WHAT THE TASK ASKS.
Quote all of the material below verbatim, omitting the pictures.

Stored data
= = = = = = =

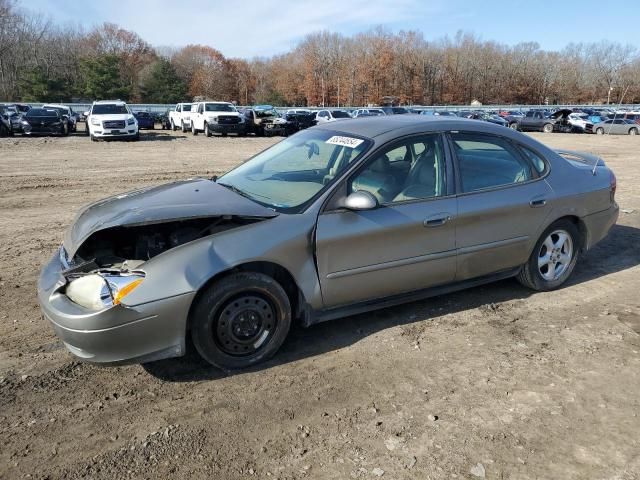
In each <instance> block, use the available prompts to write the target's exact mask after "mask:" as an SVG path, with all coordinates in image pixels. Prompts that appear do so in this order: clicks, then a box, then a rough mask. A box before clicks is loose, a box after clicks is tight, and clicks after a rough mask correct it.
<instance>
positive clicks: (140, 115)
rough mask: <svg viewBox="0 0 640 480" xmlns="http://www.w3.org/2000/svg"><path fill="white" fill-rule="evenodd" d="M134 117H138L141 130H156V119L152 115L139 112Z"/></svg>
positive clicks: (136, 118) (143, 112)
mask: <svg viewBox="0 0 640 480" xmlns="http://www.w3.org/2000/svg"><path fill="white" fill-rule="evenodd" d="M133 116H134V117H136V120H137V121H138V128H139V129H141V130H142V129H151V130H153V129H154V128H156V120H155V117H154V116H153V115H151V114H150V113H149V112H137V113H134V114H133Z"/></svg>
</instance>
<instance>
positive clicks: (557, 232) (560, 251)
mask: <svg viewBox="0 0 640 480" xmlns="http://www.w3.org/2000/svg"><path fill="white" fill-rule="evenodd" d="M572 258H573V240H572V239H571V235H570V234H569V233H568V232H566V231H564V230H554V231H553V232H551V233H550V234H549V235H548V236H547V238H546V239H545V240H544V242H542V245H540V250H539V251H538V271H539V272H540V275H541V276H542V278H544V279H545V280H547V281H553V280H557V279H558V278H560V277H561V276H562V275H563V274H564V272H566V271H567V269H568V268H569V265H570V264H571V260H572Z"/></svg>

= = = = = = =

ANSWER SPACE.
In each <instance> block, use the available prompts to write the target's exact mask after "mask:" as an SVG path, with all coordinates in image pixels. Prompts that appear do so in this order: clicks, then a box, then a rough mask. A box before clicks is loose, a box after clicks is tight, and clicks after a rough mask correct it.
<instance>
positive clicks: (140, 115)
rough mask: <svg viewBox="0 0 640 480" xmlns="http://www.w3.org/2000/svg"><path fill="white" fill-rule="evenodd" d="M134 117H138L141 130H156V119L152 115L139 112Z"/></svg>
positive clicks: (136, 118) (143, 112)
mask: <svg viewBox="0 0 640 480" xmlns="http://www.w3.org/2000/svg"><path fill="white" fill-rule="evenodd" d="M133 116H134V117H136V120H137V121H138V128H139V129H141V130H142V129H151V130H153V129H154V128H156V120H155V117H154V116H153V115H151V114H150V113H149V112H137V113H134V114H133Z"/></svg>
</instance>
<instance>
positive clicks: (557, 232) (560, 251)
mask: <svg viewBox="0 0 640 480" xmlns="http://www.w3.org/2000/svg"><path fill="white" fill-rule="evenodd" d="M572 258H573V240H572V239H571V235H570V234H569V233H568V232H566V231H564V230H554V231H553V232H551V233H550V234H549V235H548V236H547V238H546V239H545V240H544V242H542V245H540V250H539V251H538V271H539V272H540V275H541V276H542V278H544V279H545V280H547V281H553V280H557V279H558V278H560V277H561V276H562V275H563V274H564V272H566V271H567V269H568V268H569V265H570V264H571V260H572Z"/></svg>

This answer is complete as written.